Seçilmiş Bölüm:
▽

17 Ekim 2020 Cumartesi

Musa Aleyhisselâm’ın, zâlimlerin bazen üstün gelmelerindeki sırrı Hak’tan sorması


Musa, “ Ey kerem sahibi, ey her işi yapan, ey bir an zikri, uzun bir ömre bedel olan yüce Rabbim!

Bu balçık âleminde eğri büğrü bir iz gördüm. Gönül melekler gibi itiraz etti. “ Bir nakış yapıp ona fesat tohumunu ekmekteki, onu tekrar bozmadaki hikmetin nedir?

Zulüm ve fesat ateşini alevlendirip mescidi de, secde edenleri de yakmakta hikmetin nedir?

Kan ve irin ırmaklarını (insanlar) yalvarsınlar diye kaynatıp durmanın hikmeti nedir?” dedim.

Ben bunların aynı hikmet olduğunu biliyorum. Fakat maksadım, bu hikmetin büsbütün açığa çıkması ve benim açıkça görmemdir.

O yakîn (Kesin bilgim) bana “Sus” dediği halde görme hırsı “ hayır, coş, susma devam et!” demekte.

Sen, Meleklere sırrını gösterdin. Böyle bir lezzet, kahır ve minhete değer, böyle bir balı, arı iğnesine değer!

Âdemin nurunu Meleklere açıkça gösterdin de, müşküller halledildi.

 Ölümün sırrını haşredilme, kıyamet söyler, yaprağın hikmetini meyveler anlatır!

Kanın, meninin sırrı da insanın güzelliğidir; her artmanın sonu da nihayet eksilme vardır!

Yazan kişi önce yazı yazacağı tahtayı yıkar, siler, temizler; sonra ona harfleri yazar.

Yüce Mevla da önce gönlü üzer, hor hakir gözyaşıyla yıkar, sonra o gönle sırları kaydeder.

Yıkamakla, o levhi bir defter yapmak istediğini bilmek, anlamak gerek.

 Bir evin temelini atacakları vakit oradaki eski ve evvelki yapıyı yıkarlar. Sonra üzerine bina kurarlar.

△

(Veri kümesi öğeleri)

▽

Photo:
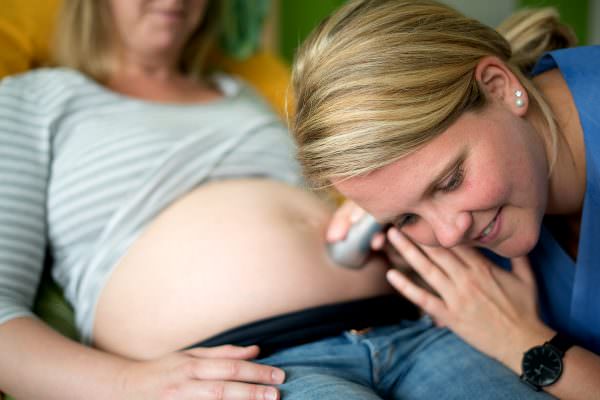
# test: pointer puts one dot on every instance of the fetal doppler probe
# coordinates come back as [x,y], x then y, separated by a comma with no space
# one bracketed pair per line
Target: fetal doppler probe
[353,251]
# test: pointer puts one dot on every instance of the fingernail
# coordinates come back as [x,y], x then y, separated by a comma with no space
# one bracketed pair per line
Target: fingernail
[394,276]
[278,376]
[271,394]
[393,234]
[334,233]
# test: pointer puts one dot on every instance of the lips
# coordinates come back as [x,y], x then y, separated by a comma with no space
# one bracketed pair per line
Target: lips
[491,230]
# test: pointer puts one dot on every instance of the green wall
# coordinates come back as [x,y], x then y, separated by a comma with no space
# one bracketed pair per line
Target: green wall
[572,12]
[298,17]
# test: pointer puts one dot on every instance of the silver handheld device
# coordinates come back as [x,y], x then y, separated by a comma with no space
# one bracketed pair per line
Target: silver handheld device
[353,251]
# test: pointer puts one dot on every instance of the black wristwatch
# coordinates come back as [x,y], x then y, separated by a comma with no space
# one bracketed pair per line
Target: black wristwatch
[542,365]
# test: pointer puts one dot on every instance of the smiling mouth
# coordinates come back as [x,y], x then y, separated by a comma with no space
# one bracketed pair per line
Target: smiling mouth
[489,228]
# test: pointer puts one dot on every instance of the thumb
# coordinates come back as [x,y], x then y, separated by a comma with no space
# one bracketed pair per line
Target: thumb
[225,351]
[521,267]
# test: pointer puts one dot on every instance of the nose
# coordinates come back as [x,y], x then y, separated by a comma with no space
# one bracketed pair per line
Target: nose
[450,229]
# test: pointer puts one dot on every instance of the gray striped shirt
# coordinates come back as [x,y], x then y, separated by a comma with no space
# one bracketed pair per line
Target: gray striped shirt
[83,170]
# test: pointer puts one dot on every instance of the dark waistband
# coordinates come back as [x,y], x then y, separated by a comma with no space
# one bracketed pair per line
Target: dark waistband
[292,329]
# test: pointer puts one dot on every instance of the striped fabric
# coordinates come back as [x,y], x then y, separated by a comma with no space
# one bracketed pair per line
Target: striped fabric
[83,170]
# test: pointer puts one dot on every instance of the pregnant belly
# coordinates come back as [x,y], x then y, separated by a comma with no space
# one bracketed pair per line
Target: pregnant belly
[226,254]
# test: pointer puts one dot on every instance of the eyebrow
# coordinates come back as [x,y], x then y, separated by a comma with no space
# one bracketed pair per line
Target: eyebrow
[450,167]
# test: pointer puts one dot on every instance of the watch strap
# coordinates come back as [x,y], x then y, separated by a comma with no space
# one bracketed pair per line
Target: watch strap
[561,342]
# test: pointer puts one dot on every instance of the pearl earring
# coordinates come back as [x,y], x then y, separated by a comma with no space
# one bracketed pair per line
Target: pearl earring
[519,101]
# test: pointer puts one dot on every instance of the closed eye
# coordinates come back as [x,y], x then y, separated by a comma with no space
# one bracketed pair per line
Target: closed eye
[406,219]
[454,181]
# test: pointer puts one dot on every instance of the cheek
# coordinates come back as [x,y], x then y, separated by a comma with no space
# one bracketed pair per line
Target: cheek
[421,233]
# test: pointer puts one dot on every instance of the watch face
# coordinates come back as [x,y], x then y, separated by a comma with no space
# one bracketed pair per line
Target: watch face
[542,365]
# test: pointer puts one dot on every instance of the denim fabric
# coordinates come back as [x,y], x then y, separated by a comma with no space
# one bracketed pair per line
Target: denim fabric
[411,360]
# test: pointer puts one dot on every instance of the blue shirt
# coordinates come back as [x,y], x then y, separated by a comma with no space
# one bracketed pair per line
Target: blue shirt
[570,291]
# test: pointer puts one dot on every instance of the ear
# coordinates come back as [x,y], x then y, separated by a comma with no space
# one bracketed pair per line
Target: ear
[501,84]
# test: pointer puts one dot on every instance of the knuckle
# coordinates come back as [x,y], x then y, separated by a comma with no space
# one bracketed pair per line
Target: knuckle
[217,390]
[233,368]
[255,393]
[192,368]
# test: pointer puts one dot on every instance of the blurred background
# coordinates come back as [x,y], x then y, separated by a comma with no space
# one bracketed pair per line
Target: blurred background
[291,20]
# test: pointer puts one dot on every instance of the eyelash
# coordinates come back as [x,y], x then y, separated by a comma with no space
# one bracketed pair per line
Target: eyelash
[454,181]
[406,220]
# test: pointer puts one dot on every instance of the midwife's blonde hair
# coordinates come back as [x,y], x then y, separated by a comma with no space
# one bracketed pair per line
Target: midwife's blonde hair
[380,78]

△

Çalışma Soruları:
a) Seçilmiş bölüme göre aşağıdaki soruları cevaplayın.
(i) Yazan kişi harfleri yazmadan önce yazı tahtasına ne yapar?
(ii) Ölümün sırrını ne söyler?
(iii) Bir evin temelini atacakları vakit önce ne yaparlar?
b) Musa Aleyhisselâm'ın Hak'a sorusunu anlatan seçilmiş bölümü son cümlesinden sonra sürdürün.

Alıştırma Cevapları:
a)
(i) Tahtayı yıkar, siler ve temizler.
(ii) Ölümün sırrını haşredilme ve kıyamet söyler.
(iii) Oradaki eski ve evvelki yapıyı yıkarlar.

b)
Arı duru berrak su çıkarmak için önce yerin altından çamur çıkarırlar.

Çocuklar, hacamattan, aşıdan ağlarlar. Çünkü işin hikmetini bilmezler ki. Halbuki adam, hacamatçıya para verir, kan içen hançere iltifatlarda bulunur.

Yük taşımak için hamalların savaşlarına bak. Hamal ağır yükün altına koşar, yükü, başkalarından kapar. Çünkü yük taşımanın zevkli olduğundan değil,bu sıkıntının sonunda para alacaktır, onun için.

Din işinde çalışma da böyledir.

Rahatın temeli zahmet ve sıkıntı olduğu gibi acılar da nimetin öncüsüdür.

“Cehennem, nefse hoş gelen şeylerle kuşatılmış; cennet ise, nefsin istemediği şeylerle çepeçevre sarılmıştır.” (Buhârî, Rikak 28; Müslim, Cennet 1)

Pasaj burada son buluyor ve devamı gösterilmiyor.